### Selected passage
-=-=-

Friday, August 23, 2019

Good, Better, Best

Ask the CFP


“I’m not confused, I’m just well mixed.”

~ Robert Frost


Question: With current market activity, is it time to review my portfolio?

Answer: The unequivocal answer is yes. Here’s a personal example of why periodic monitoring is important. Until recently, our home decor was a mix of “contemporary cocker spaniel” and “early grandkids.” The kids are no longer toddlers and the dog is well past puppy stage. External circumstances changed and it was time to respond. We enlisted the help of a professional, choosing to work with a woman who understands our lifestyle and priorities. Establishing this sort of relationship was a little scary and made me think of how our clients may feel when they begin working with us.

The first meeting focused on what we liked and disliked, our expectations, fees, future meetings, and what we needed to do before she could work her magic. Then we reviewed the process and reaffirmed our commitment. At this point, I briefly reconsidered and thought, “Hey, things aren’t really that bad” and “we can wait until fall to tackle this.” Knowing that we truly required professional assistance we took the plunge and are thrilled with the results.

Just like changes in life lead to changes in living environments, changes in the overall economy, the market, and your financial situation are reasons to reassess and reprioritize your goals. In the home décor example, it was time to replace the crib with a trundle bed. Trends change. Much of our décor was outdated and not particularly functional. Adaptation to style changes wasn’t a priority. Similarly, technological changes, interest rate levels and tax rates affect the economy. Is it time to examine and reevaluate your portfolio to keep up with changes in your life? Do your investments match your current risk tolerance level?

-=-=-

### Source excerpt
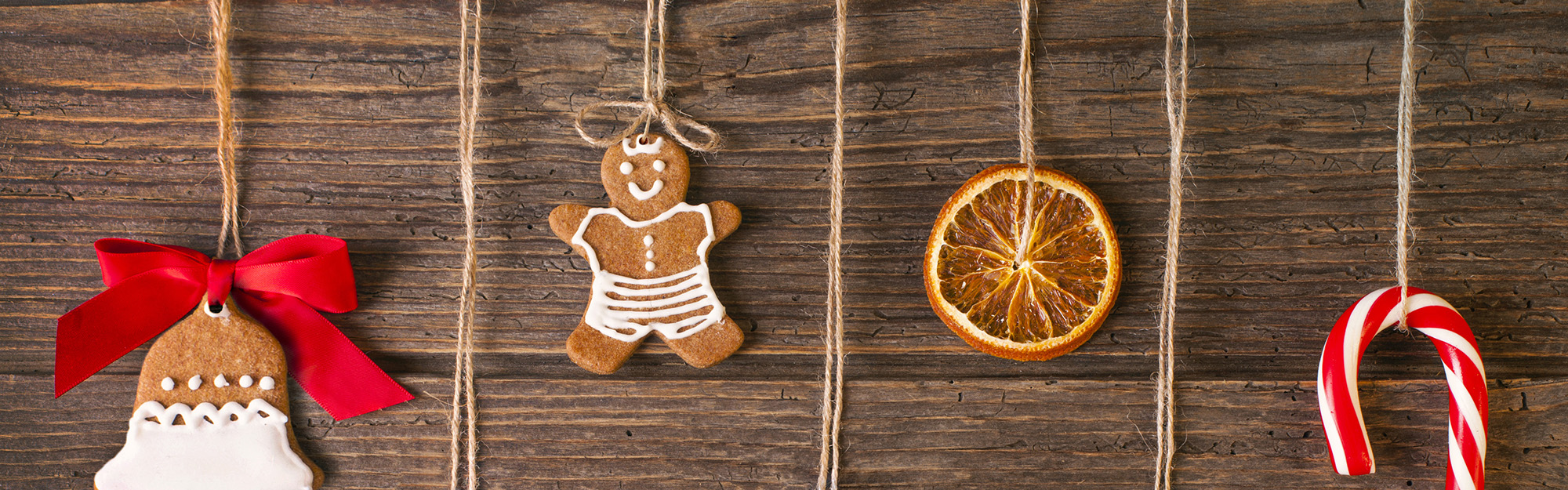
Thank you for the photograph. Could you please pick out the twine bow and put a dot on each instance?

-=-=-

### Exercise requirements
Transcribe, word for word, the passage of the Ask the CFP column above, everything from "Good, Better, Best" down to "review my portfolio?".

### Full output
Good, Better, Best

Ask the CFP


“I’m not confused, I’m just well mixed.”

~ Robert Frost


Question: With current market activity, is it time to review my portfolio?